— Start —
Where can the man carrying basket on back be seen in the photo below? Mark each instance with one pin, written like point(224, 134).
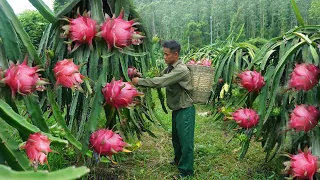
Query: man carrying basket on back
point(177, 80)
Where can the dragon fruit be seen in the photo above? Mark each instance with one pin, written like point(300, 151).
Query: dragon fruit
point(192, 62)
point(120, 33)
point(23, 79)
point(133, 72)
point(120, 94)
point(67, 74)
point(37, 148)
point(304, 118)
point(302, 165)
point(81, 31)
point(246, 118)
point(304, 77)
point(106, 143)
point(253, 81)
point(206, 62)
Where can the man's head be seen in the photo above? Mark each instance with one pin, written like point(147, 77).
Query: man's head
point(171, 50)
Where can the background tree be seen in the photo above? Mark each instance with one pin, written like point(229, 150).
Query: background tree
point(261, 19)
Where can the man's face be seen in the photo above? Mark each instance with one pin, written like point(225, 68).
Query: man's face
point(169, 57)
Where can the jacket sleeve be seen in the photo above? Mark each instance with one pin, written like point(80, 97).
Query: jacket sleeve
point(173, 77)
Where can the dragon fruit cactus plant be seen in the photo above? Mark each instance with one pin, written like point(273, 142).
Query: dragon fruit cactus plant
point(302, 165)
point(304, 118)
point(120, 33)
point(23, 79)
point(67, 74)
point(133, 72)
point(304, 77)
point(80, 30)
point(203, 62)
point(37, 148)
point(106, 143)
point(246, 118)
point(120, 94)
point(253, 81)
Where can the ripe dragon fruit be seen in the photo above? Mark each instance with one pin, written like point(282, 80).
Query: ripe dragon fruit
point(302, 166)
point(120, 94)
point(120, 33)
point(304, 77)
point(304, 118)
point(133, 72)
point(105, 142)
point(192, 62)
point(253, 81)
point(81, 31)
point(23, 79)
point(67, 74)
point(37, 148)
point(206, 62)
point(246, 118)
— End —
◆ **Request**
Reproduce all of the material above word for word, omitting the picture from your copy.

◆ **Solution to this task**
Where can the man carrying basket on back be seen in the photo below? Mark each instance with one pin, written like point(224, 134).
Query: man carrying basket on back
point(177, 80)
Where can the dragon fruit be seen in the photo above? Mark each instance with one pin, written like point(300, 151).
Query: dragon fruit
point(192, 62)
point(120, 33)
point(23, 79)
point(133, 72)
point(120, 94)
point(67, 74)
point(37, 148)
point(304, 118)
point(302, 165)
point(81, 31)
point(246, 118)
point(304, 77)
point(106, 143)
point(253, 81)
point(206, 62)
Where can the man's head be seen in the photo above? Mark each instance with one pin, written like point(147, 77).
Query: man's head
point(171, 50)
Where can the background tree be seen in the photo above? Mark each instance with one pin, written like point(229, 150).
Query: background tree
point(261, 19)
Where can the man's face be seen in the photo above? Mark each instance with one pin, written like point(225, 68).
Query: man's face
point(169, 57)
Where can the jacket sleeve be seen in the photo above? Mark each instance with one pin, written like point(80, 97).
Query: jacket sleeve
point(173, 77)
Where can the dragon fruit cactus plant be seen in the photo above? Mark each instance with one pin, written like point(273, 142).
Query: dragon fruit cactus plant
point(302, 165)
point(304, 118)
point(120, 33)
point(23, 79)
point(67, 74)
point(133, 72)
point(304, 77)
point(80, 30)
point(203, 62)
point(37, 148)
point(106, 143)
point(246, 118)
point(120, 94)
point(253, 81)
Where can the ripe dragon fruit be seen in the photo above? Mark each instance with one pin, written like point(282, 80).
Query: ripe dragon fruit
point(302, 166)
point(120, 94)
point(120, 33)
point(304, 77)
point(304, 118)
point(133, 72)
point(105, 142)
point(192, 62)
point(253, 81)
point(81, 31)
point(23, 79)
point(67, 74)
point(37, 148)
point(206, 62)
point(246, 118)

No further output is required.